Supplied text =
_ _ _

New court documents indicate that the stem cell clinic Stemgenex was contemplating paying nearly $20K to try to get certain webpages that were critical of the company taken down. The documents include internal company emails that are part of the lawsuit against the firm. They indicate that Stemgenex was mulling over the idea of hiring a “reputation management” company, The Reputation Group, in 2016 to deal with critical web content.
For background, the suit itself alleges that Stemgenex engaged in improper marketing to make potential customers view past outcomes at the clinic as better than they actually were, a claim disputed by the business. The firm sells non-FDA approved stem cells for a variety of health conditions and for a time had seemed to suggest 100% customer satisfaction with the stem cell injections.
Turning Google against Stemgenex critics?
Remarkably, the potential target websites mentioned in the Stemgenex emails in the court exhibits publicly available on Pacer include those of our California state stem cell agency CIRM and a San Diego TV station that had reported on the clinic a few years back.

_ _ _

Dataset entries =
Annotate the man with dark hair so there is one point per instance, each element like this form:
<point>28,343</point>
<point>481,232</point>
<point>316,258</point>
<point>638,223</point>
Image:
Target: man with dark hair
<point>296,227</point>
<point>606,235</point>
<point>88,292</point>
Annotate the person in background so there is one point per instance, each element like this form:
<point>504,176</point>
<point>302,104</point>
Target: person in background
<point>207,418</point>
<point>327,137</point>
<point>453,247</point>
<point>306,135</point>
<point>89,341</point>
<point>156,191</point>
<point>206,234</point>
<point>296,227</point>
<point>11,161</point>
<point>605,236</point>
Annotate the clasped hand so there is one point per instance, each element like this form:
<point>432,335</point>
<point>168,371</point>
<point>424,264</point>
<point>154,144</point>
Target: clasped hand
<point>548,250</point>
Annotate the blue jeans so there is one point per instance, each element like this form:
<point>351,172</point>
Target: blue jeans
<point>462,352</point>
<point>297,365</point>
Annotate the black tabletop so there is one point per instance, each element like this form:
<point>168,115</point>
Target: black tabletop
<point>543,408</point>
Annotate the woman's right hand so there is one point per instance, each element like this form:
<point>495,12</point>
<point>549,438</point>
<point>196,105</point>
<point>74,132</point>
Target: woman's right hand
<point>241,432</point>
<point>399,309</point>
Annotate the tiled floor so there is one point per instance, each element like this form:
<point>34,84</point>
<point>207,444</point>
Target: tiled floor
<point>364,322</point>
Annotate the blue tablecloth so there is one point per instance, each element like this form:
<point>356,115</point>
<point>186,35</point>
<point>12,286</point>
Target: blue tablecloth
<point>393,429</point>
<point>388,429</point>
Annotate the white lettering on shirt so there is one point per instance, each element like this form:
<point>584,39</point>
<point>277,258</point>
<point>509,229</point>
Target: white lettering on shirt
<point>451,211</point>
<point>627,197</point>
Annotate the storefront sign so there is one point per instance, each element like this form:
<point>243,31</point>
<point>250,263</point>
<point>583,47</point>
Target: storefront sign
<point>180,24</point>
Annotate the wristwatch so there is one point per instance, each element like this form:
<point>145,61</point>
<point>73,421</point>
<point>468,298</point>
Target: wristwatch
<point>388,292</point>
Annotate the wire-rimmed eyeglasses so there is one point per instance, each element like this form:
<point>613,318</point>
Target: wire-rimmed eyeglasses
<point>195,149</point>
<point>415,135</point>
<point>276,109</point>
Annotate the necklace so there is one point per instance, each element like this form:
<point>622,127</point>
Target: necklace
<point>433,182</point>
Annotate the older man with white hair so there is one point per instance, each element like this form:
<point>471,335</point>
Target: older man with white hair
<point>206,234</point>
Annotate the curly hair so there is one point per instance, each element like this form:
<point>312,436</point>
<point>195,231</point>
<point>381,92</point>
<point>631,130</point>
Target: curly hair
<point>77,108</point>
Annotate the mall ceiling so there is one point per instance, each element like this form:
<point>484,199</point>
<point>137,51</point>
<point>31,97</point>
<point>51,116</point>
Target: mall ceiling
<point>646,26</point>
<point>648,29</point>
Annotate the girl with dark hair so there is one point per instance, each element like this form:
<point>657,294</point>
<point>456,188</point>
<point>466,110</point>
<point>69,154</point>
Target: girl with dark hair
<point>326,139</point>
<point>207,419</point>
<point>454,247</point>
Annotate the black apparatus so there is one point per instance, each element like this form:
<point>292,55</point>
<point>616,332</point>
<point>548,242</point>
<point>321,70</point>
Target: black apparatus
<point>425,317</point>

_ _ _

Required actions =
• 1. Rewrite the part of the Stemgenex text starting at "For background, the" and ending at "few years back.", replacing "Stemgenex" with "StemGenex".
• 2. List every figure that the Stemgenex text writes in numerals.
The records are separate material with no connection to the text.

Solution list =
• 1.
For background, the suit itself alleges that StemGenex engaged in improper marketing to make potential customers view past outcomes at the clinic as better than they actually were, a claim disputed by the business. The firm sells non-FDA approved stem cells for a variety of health conditions and for a time had seemed to suggest 100% customer satisfaction with the stem cell injections.
Turning Google against StemGenex critics?
Remarkably, the potential target websites mentioned in the StemGenex emails in the court exhibits publicly available on Pacer include those of our California state stem cell agency CIRM and a San Diego TV station that had reported on the clinic a few years back.

• 2.
$20K
2016
100%